## Items from a labeling collection
::::
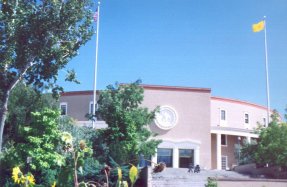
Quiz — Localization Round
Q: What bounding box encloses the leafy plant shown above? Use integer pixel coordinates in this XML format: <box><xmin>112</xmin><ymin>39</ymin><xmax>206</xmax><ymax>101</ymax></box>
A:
<box><xmin>97</xmin><ymin>81</ymin><xmax>161</xmax><ymax>164</ymax></box>
<box><xmin>1</xmin><ymin>109</ymin><xmax>65</xmax><ymax>185</ymax></box>
<box><xmin>0</xmin><ymin>0</ymin><xmax>93</xmax><ymax>152</ymax></box>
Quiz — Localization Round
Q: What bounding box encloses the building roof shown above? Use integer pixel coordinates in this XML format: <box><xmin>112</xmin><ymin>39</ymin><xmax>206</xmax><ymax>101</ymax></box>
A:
<box><xmin>211</xmin><ymin>96</ymin><xmax>267</xmax><ymax>110</ymax></box>
<box><xmin>141</xmin><ymin>84</ymin><xmax>211</xmax><ymax>93</ymax></box>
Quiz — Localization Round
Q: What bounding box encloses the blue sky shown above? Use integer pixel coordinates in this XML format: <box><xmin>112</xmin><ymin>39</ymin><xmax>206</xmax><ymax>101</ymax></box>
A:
<box><xmin>59</xmin><ymin>0</ymin><xmax>287</xmax><ymax>113</ymax></box>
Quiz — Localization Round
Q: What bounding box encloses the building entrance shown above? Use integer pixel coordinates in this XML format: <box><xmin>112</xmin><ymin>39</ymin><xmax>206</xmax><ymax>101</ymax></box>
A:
<box><xmin>179</xmin><ymin>149</ymin><xmax>194</xmax><ymax>168</ymax></box>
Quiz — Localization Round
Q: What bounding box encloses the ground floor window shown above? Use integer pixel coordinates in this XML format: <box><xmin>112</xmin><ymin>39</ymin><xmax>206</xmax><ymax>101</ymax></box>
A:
<box><xmin>157</xmin><ymin>148</ymin><xmax>172</xmax><ymax>167</ymax></box>
<box><xmin>179</xmin><ymin>149</ymin><xmax>194</xmax><ymax>168</ymax></box>
<box><xmin>139</xmin><ymin>155</ymin><xmax>151</xmax><ymax>167</ymax></box>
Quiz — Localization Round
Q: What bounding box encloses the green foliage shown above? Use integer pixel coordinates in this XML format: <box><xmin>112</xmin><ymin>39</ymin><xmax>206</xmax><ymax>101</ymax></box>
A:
<box><xmin>129</xmin><ymin>165</ymin><xmax>138</xmax><ymax>186</ymax></box>
<box><xmin>242</xmin><ymin>113</ymin><xmax>287</xmax><ymax>167</ymax></box>
<box><xmin>97</xmin><ymin>81</ymin><xmax>160</xmax><ymax>164</ymax></box>
<box><xmin>1</xmin><ymin>109</ymin><xmax>64</xmax><ymax>186</ymax></box>
<box><xmin>4</xmin><ymin>82</ymin><xmax>59</xmax><ymax>146</ymax></box>
<box><xmin>0</xmin><ymin>0</ymin><xmax>93</xmax><ymax>92</ymax></box>
<box><xmin>0</xmin><ymin>0</ymin><xmax>93</xmax><ymax>152</ymax></box>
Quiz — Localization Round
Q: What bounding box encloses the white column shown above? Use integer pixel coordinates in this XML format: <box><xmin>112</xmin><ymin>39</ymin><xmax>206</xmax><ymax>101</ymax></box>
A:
<box><xmin>151</xmin><ymin>153</ymin><xmax>157</xmax><ymax>167</ymax></box>
<box><xmin>246</xmin><ymin>136</ymin><xmax>251</xmax><ymax>144</ymax></box>
<box><xmin>194</xmin><ymin>147</ymin><xmax>200</xmax><ymax>166</ymax></box>
<box><xmin>216</xmin><ymin>133</ymin><xmax>222</xmax><ymax>170</ymax></box>
<box><xmin>172</xmin><ymin>147</ymin><xmax>179</xmax><ymax>168</ymax></box>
::::
## Task to complete
Report every line that contains the word "building" with the same letter case, and copy each such line in full.

## Response
Q: What bounding box encloses the building roof shown above? Use integer pixel coordinates in this XML format: <box><xmin>112</xmin><ymin>39</ymin><xmax>206</xmax><ymax>101</ymax></box>
Q: What bounding box encloses the building entrance shown above? Use integer pixel coordinates in this XML format: <box><xmin>112</xmin><ymin>39</ymin><xmax>206</xmax><ymax>101</ymax></box>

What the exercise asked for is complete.